HOW TO COMPLETE THIS TASK –
Return all of the entries exactly, with nothing added or left out.

DATA EXTRACTS section start

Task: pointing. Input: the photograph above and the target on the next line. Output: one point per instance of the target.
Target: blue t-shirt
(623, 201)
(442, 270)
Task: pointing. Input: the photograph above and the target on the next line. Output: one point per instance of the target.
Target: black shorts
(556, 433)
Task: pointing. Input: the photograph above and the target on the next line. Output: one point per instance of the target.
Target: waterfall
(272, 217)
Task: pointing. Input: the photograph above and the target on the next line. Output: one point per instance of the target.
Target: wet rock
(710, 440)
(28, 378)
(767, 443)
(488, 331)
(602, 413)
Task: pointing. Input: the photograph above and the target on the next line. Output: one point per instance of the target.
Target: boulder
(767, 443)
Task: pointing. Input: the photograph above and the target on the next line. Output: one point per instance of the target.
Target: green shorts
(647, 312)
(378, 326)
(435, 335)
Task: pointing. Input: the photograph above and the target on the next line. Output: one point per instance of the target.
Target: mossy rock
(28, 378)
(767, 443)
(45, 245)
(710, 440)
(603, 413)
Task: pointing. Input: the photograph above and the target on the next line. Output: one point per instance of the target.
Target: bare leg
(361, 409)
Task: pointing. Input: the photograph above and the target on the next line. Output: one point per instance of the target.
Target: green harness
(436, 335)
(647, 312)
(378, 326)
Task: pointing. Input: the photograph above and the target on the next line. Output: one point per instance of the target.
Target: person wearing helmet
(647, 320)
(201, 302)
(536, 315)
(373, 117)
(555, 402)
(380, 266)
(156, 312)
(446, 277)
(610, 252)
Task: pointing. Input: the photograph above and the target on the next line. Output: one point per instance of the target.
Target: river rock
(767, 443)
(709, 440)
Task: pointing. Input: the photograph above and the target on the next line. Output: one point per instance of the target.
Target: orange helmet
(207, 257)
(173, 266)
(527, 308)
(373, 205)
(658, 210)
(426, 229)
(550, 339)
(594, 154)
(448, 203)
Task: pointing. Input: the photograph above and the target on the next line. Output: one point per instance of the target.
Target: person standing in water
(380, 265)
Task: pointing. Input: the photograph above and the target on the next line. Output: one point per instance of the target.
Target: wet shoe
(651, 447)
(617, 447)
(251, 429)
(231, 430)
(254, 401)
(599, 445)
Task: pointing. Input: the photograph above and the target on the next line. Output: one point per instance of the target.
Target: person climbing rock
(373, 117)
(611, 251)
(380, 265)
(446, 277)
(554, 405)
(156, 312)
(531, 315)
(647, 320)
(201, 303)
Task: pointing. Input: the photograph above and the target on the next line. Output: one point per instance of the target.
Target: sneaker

DATA EXTRACTS section end

EXERCISE RESULT –
Task: pointing. Input: the photograph above and the target on the next line. Output: one point per instance of the target.
Target: blue t-shirt
(623, 201)
(442, 270)
Task: pointing. Input: the photograph above and the target on the next line. Output: one point per instance of the target.
Target: black shorts
(556, 433)
Task: pointing. Input: the photograph above and the target on the next line. Output: one point per instance of the target.
Target: waterfall
(272, 217)
Task: pointing. Input: the photograph above and the target on the next line. Output: one point per instance of the target.
Target: wet rock
(710, 440)
(28, 378)
(767, 443)
(488, 331)
(602, 413)
Task: pointing. Input: the photograph above and the target on the next line. Output: one point per instance of the target.
Target: boulder
(767, 443)
Task: pointing. Input: the photograph above and the target on the next line. Output: one point per instance of the target.
Target: green shorts
(647, 312)
(378, 326)
(435, 335)
Task: pointing. Input: the photograph above and the target on the next line. Output: one point per instance of the target.
Target: mossy rock
(28, 378)
(767, 443)
(45, 245)
(710, 440)
(603, 413)
Task: pointing. Input: the photograph above and the target on the next line. Output: one point per instance of the target.
Target: bare leg
(361, 409)
Task: pointing. Input: the photograph above and the target on the next line. Output: one point per instance of the target.
Target: green harness
(436, 335)
(647, 312)
(378, 326)
Task: pointing. Input: the photograph above and the target on the next line. Output: one point per instance of the target.
Target: person wearing helmet
(647, 320)
(201, 302)
(536, 315)
(373, 117)
(555, 402)
(380, 266)
(156, 312)
(446, 277)
(610, 252)
Task: pointing. Input: the photograph above and the target on the next line. Output: one point per instance of the target.
Target: river rock
(767, 443)
(709, 440)
Task: pointing. Input: the photograph above and the target on the next line. Output: one point per instance of the target.
Target: orange helmet
(207, 257)
(173, 266)
(527, 308)
(373, 205)
(658, 210)
(426, 229)
(550, 339)
(594, 154)
(448, 203)
Task: pointing. Input: the photograph above and the target on the next line. Output: one point per instance of the target.
Target: person standing in water
(380, 265)
Task: pointing. Input: the photograph above and the target on the next line. Output: one point per instance of the target.
Target: wet shoe
(651, 447)
(617, 447)
(251, 429)
(231, 430)
(254, 401)
(599, 445)
Task: pointing. Input: the photograph above and the target on the next line. Output: one point per instance of the target.
Target: person climbing rock
(373, 117)
(611, 251)
(380, 265)
(446, 277)
(554, 405)
(156, 312)
(531, 315)
(647, 320)
(201, 303)
Task: pointing. Input: the photograph above and the target on the next line. Output: one point per instance of the target.
Target: sneaker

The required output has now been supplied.